ЗАДАНИЕ: Выпишите без изменений фрагмент приведённого ниже текста об охоте: начните с места, где стоят слова «В общем, выход», и остановитесь после слов «акт против крепостничества.».
--- ТЕКСТ ДЛЯ ЧТЕНИЯ ---
Короче, не поохотишься.

Тургенев до 1852 года еще кое-как умудрялся совмещать любимое хобби с литературной деятельностью, но в 1852 году за некролог Гоголю угодил на съезжую, то есть в КПЗ, по-нынешнему говоря; там он за месяц написал «Муму» и сформулировал в этой повести главный закон всякого бунта: чтобы бунтовать, то есть уйти от барыни, нужно сначала убить в себе все человеческое, то есть утопить Муму. К этому он был совершенно не готов, осознал, что борьба не для него, и совершенно завязал с охотой. Он уже успел сообразить, что если в России начнешь систематически охотиться, то очень скоро насмотришься ужасного – сначала превратишься в борца с правительством, а потом и вовсе в человека с ружьем. Опасное, опасное дело. По тургеневскому примеру с охотой скоро покончил и Толстой (в «Анне Карениной» Левин нарочно прячет от себя ружье – конечно, чтобы случайно не пойти на уток), ею никогда не занимался Достоевский, а уж Салтыков-Щедрин и думать о ней не мог. Если бы с его темпераментом ему хоть раз сходить на охоту – он тут же позвал бы Русь не то что к топору, а к вилам. Охотничья традиция прочно прервалась на Тургеневе – из более-менее известных и плодовитых литераторов на охоту хаживал разве что Ленин в Шушенском, и всем известно, до чего это довело как его, так и Россию.

В советское время охотиться было и вовсе опасно – дичи заметно убавилось, а крепостничество никуда не делось, и потому среди советских литераторов охотников было раз и обчелся. В современной России этот тургеневский урок тоже учитывается: я многажды бродил по Подмосковью, Орловщине и Брянщине – без ружья, исключительно с грибною корзиною, но и то насмотрелся столько новорусских коттеджей, выросших среди благоуханного леса, столько заброшенных воинских частей, захламленных территорий и заброшенных дач, на которых ютятся бомжи, – что, право, случись мне писать записки, это опять вышел бы обвинительный акт против тирании, хотя, видит бог, я очень люблю тиранию и желаю ей всяческого процветания. А окажись при мне ружье – всякое могло бы случиться…

В общем, выход у русского писателя в России один. Его продемонстрировал Сергей Тимофеевич Аксаков. Ездить из Петербурга в Москву нельзя. Охотиться тоже нельзя. Надо сидеть на замшелом камне и удить рыбу. Дело это одинокое, безопасное, пороху не требует, кровь у рыбы холодная, народу кругом нет – и, написав «Записки об уженье рыбы», вы можете быть почти уверены, что у вас не получился обвинительный акт против крепостничества.

Почти.

4 августа. Родился Кнут Гамсун (1859)
--- ФРАГМЕНТЫ ДАННЫХ ---
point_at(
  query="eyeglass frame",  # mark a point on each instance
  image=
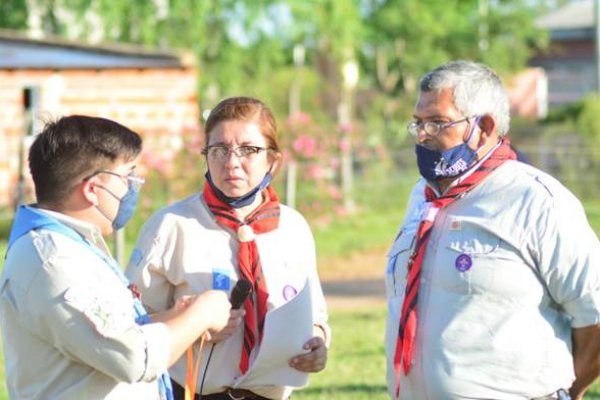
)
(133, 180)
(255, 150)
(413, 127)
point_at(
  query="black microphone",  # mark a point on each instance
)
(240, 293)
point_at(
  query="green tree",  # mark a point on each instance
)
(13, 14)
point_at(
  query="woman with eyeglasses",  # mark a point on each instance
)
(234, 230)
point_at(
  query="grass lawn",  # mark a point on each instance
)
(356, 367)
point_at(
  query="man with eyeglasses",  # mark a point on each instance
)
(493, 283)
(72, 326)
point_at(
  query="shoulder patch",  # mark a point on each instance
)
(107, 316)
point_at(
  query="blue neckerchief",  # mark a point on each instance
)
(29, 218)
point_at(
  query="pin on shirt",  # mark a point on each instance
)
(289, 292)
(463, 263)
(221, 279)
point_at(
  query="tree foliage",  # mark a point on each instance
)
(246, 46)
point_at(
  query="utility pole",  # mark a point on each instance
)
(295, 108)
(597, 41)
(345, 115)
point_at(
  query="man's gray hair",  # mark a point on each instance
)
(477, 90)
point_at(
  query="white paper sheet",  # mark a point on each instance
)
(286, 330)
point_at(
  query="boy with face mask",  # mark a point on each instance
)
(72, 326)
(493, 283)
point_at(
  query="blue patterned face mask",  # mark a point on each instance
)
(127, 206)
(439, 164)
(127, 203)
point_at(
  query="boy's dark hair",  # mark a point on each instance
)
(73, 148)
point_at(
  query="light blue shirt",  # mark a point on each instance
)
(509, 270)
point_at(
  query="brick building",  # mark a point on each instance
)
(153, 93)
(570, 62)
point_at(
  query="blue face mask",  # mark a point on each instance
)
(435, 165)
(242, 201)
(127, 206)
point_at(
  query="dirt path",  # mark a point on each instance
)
---
РЕЗУЛЬТАТ ВЫПОЛНЕНИЯ:
В общем, выход у русского писателя в России один. Его продемонстрировал Сергей Тимофеевич Аксаков. Ездить из Петербурга в Москву нельзя. Охотиться тоже нельзя. Надо сидеть на замшелом камне и удить рыбу. Дело это одинокое, безопасное, пороху не требует, кровь у рыбы холодная, народу кругом нет – и, написав «Записки об уженье рыбы», вы можете быть почти уверены, что у вас не получился обвинительный акт против крепостничества.